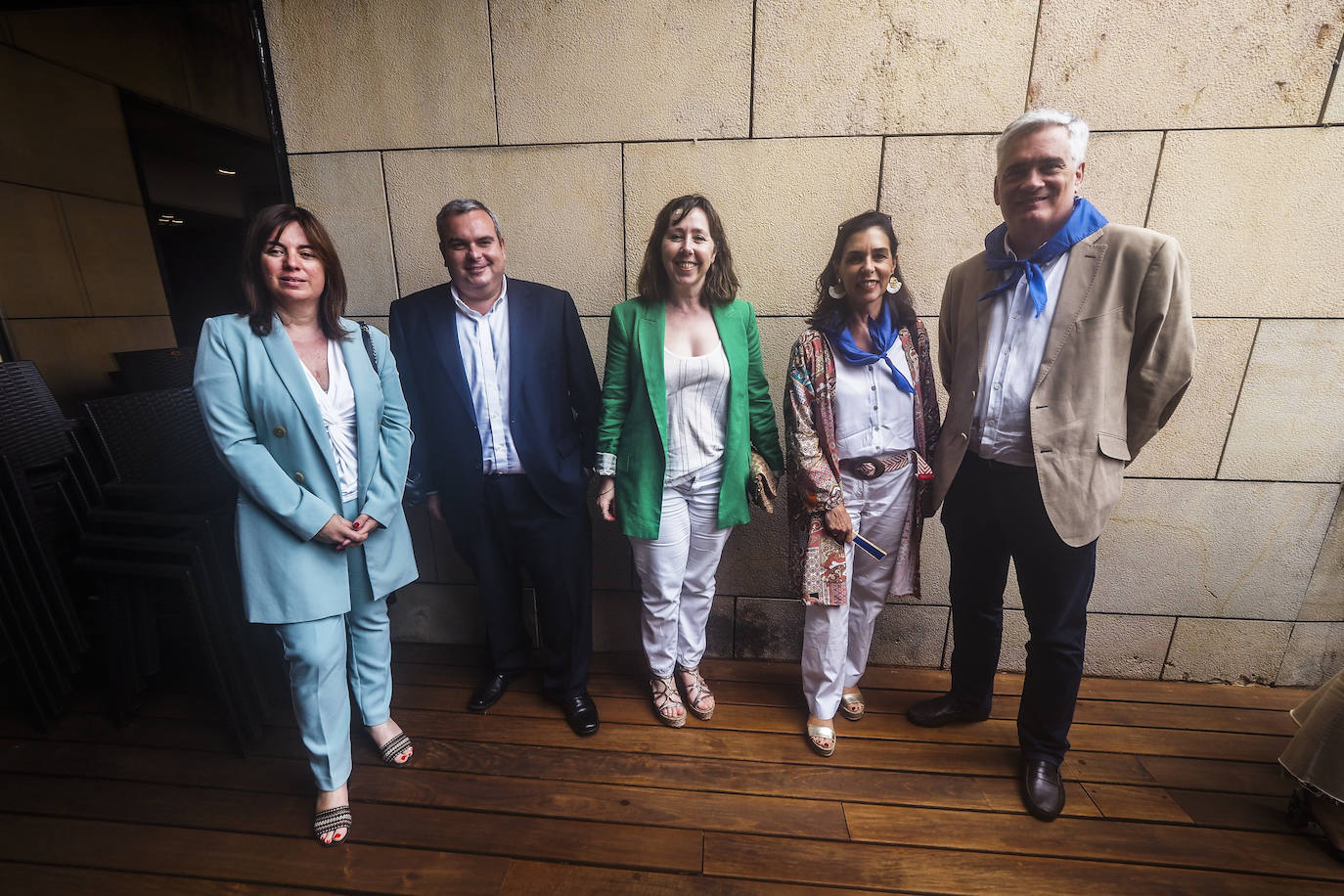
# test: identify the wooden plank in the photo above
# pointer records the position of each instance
(941, 871)
(1139, 803)
(855, 752)
(388, 825)
(1109, 738)
(1009, 683)
(527, 878)
(23, 877)
(632, 666)
(245, 857)
(1234, 810)
(1210, 774)
(654, 802)
(416, 688)
(1093, 838)
(759, 747)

■ EXERCISE INSTRUCTIONS ■
Format every line of the material above as a JSON list of strings, one string per line, skipping blank lines. Leave the pictures out.

■ WRITTEN ANSWER ■
[
  "# test: identify the wooden plank in the photo above",
  "# pointer records the position of each instance",
  "(941, 871)",
  "(1139, 803)",
  "(855, 752)",
  "(388, 825)",
  "(1109, 738)",
  "(1009, 683)",
  "(527, 878)",
  "(23, 877)",
  "(632, 666)",
  "(245, 857)",
  "(1234, 810)",
  "(1210, 774)",
  "(654, 802)",
  "(416, 688)",
  "(1093, 838)",
  "(759, 747)"
]